### [Passage shown]
----------

Dystopian consequences of waste

Mike Perry’s work resists easy categorisation. Photography is central to his practice, yet always in its multifaceted relationship to – and dialogue with – painting and drawing, sculpture and installation art.

The influence of Minimalism is strong with serial arrangements, grids and an interest in form, surface detail and abstraction. Repetition of visual motifs in specific bodies of work is deployed as an artistic strategy that is cumulative and greater than its parts, teasing out subtle differences whilst alerting us to the dystopian consequences of waste proliferation and environmental mismanagement.

The artist’s most recent work has focused on the coastline and rugged landscapes of West Wales, areas close to the smallholding he owns, on which he plants native trees that restore and sustain the natural biodiversity.

----------

### [What you will do]
[a] In the passage on Mike Perry's work, what does he plant on his smallholding?
[b] Pick up the passage on Mike Perry's work after its final sentence and keep writing it.
The material after this passage is separate from it.

### [Data provided]
----------

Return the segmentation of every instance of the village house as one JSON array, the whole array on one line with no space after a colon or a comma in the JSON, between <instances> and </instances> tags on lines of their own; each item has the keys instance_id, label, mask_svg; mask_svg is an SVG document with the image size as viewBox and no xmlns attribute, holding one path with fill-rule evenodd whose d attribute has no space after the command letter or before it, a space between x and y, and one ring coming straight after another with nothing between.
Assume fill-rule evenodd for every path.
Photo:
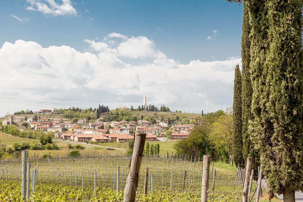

----------

### [Replies]
[a] Native trees that restore and sustain the natural biodiversity.

[b]
By collecting and photographing man-made objects washed up on the beaches, and recording in forensic detail the changing landscape around us, Perry alerts us to man’s negative impact on the ecosystem, but also to the beauty of the flora and fauna, and Nature’s propensity to renew itself – even in the face of such adversity.

Land/Sea is a Ffotogallery Touring Exhibition, and after its presentation in Penarth, the show will tour to Mostyn, Llandudno, and Aberystwyth Arts Centre in 2018.

The exhibition is curated by David Drake, Ffotogallery, and Ben Borthwick, Plymouth Arts Centre. It includes a sonic work exploring the exhibition themes made by the artist and composer Matthew Lovett. The accompanying Ffotogallery publication includes contributions from the writers George Monbiot and Skye Sherwin.